WHAT IS BEING ASKED
Rewrite the listing below with "locates a point on" replaced by "marks a spot on" wherever it occurs, keeping every other line unchanged.

GIVEN DATA
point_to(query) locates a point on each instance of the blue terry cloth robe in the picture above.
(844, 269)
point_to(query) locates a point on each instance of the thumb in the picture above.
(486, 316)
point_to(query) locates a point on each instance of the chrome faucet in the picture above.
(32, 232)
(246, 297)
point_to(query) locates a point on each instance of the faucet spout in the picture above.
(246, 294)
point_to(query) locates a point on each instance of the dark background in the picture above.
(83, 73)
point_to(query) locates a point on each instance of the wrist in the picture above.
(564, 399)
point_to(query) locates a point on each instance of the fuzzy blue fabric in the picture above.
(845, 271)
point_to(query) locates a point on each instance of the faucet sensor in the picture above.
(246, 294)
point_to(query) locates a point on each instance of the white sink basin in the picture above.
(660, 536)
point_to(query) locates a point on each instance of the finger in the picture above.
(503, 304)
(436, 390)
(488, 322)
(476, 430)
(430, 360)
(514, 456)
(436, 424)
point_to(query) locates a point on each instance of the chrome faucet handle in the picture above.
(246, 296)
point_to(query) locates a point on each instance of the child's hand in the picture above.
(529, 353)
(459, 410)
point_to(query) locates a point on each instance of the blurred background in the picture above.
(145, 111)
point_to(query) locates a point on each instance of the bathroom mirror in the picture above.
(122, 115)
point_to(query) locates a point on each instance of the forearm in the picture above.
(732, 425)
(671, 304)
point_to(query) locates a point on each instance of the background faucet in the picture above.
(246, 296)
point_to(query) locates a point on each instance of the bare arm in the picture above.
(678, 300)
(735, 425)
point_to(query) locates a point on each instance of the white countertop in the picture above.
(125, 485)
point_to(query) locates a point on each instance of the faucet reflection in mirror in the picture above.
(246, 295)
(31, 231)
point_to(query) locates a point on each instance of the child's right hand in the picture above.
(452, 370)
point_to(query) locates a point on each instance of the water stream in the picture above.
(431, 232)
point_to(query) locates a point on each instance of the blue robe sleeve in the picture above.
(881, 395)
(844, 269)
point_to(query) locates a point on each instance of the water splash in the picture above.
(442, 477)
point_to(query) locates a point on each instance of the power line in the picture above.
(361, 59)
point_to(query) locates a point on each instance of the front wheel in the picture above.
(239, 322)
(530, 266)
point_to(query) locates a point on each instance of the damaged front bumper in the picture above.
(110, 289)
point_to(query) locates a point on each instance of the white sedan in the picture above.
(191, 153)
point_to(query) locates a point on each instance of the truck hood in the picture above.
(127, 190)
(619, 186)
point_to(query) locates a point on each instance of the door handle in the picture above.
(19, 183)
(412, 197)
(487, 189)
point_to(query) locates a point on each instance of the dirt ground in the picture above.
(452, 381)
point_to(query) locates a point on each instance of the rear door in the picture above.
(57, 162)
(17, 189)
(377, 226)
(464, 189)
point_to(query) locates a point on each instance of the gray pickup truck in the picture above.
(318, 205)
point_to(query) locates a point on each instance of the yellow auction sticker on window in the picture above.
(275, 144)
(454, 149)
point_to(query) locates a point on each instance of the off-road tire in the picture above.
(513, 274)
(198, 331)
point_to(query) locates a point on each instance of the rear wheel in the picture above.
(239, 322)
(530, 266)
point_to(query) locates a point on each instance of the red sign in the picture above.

OUTPUT BELOW
point_to(query) marks a spot on each instance of the blue terry cloth robe in the picture above.
(844, 269)
point_to(query) marks a spot on each instance of the thumb in the picture above.
(486, 316)
point_to(query) marks a spot on each instance of the chrome faucet in the picture above.
(32, 232)
(246, 297)
point_to(query) marks a spot on each instance of the faucet spout in the picture above.
(246, 294)
point_to(query) marks a spot on each instance of the dark background in the picture above.
(83, 73)
point_to(query) marks a spot on each instance of the wrist in the picture above.
(564, 399)
point_to(query) marks a spot on each instance of the fuzzy blue fabric in the picture above.
(845, 271)
point_to(query) marks a spot on each instance of the faucet sensor in the picture above.
(246, 294)
point_to(query) marks a spot on each instance of the white sink basin in the picture above.
(660, 536)
point_to(query) marks a spot on each instance of the finger in the picture above.
(503, 304)
(436, 390)
(488, 322)
(476, 430)
(430, 360)
(514, 456)
(436, 424)
point_to(query) marks a spot on each instance of the chrome faucet handle in the picture above.
(246, 296)
point_to(query) marks a spot on each instance of the child's hand in the picture above.
(529, 353)
(459, 410)
point_to(query) marks a spot on each instance of the blurred background in the picture above.
(145, 111)
point_to(query) marks a spot on each instance of the bathroom mirror in the picture above.
(122, 115)
point_to(query) marks a spot on each instance of the forearm in the picture above.
(732, 425)
(671, 304)
point_to(query) marks a spot on each instance of the background faucet in the picture above.
(246, 296)
point_to(query) marks a spot on each instance of the bare arm in the picture above.
(678, 300)
(735, 425)
point_to(query) marks a spot on each instance of the white countertop in the picture above.
(125, 485)
point_to(query) marks a spot on each instance of the faucet reflection in mirror in the picture above.
(246, 295)
(31, 231)
point_to(query) marks a spot on each instance of the child's right hand in the picture above.
(452, 370)
point_to(query) marks a spot on each instance of the water stream in the picture above.
(431, 232)
point_to(query) marks a spot on each instance of the blue robe sleeve in the picture above.
(881, 395)
(844, 269)
point_to(query) marks a spot on each instance of the water splash in the picture above.
(442, 477)
point_to(query) marks a spot on each instance of the power line in the picture above.
(361, 59)
point_to(query) marks a spot on each instance of the front wheel in the picture above.
(239, 322)
(530, 266)
point_to(query) marks a spot on each instance of the damaged front bumper in the picture above.
(110, 289)
point_to(query) marks a spot on each instance of the white sedan in the picture above.
(191, 153)
point_to(query) marks a spot on each instance of the truck hood in the picture above.
(127, 190)
(619, 186)
point_to(query) marks a spot on each instance of the door handle in the picture above.
(19, 183)
(412, 197)
(487, 189)
point_to(query) marks a spot on each instance of the dirt ground in the picture above.
(452, 381)
point_to(query) marks a spot on each instance of the rear door in the picture above.
(57, 162)
(17, 189)
(377, 226)
(464, 189)
point_to(query) marks a spot on each instance of the gray pickup truck in the picture above.
(318, 205)
point_to(query) marks a spot on each instance of the yellow auction sticker on window in the picture above.
(275, 144)
(454, 149)
point_to(query) marks a spot on each instance of the off-road tire in the picture above.
(513, 274)
(198, 331)
point_to(query) marks a spot on each instance of the rear wheel in the picture above.
(239, 322)
(530, 266)
point_to(query) marks a spot on each instance of the red sign in the picture above.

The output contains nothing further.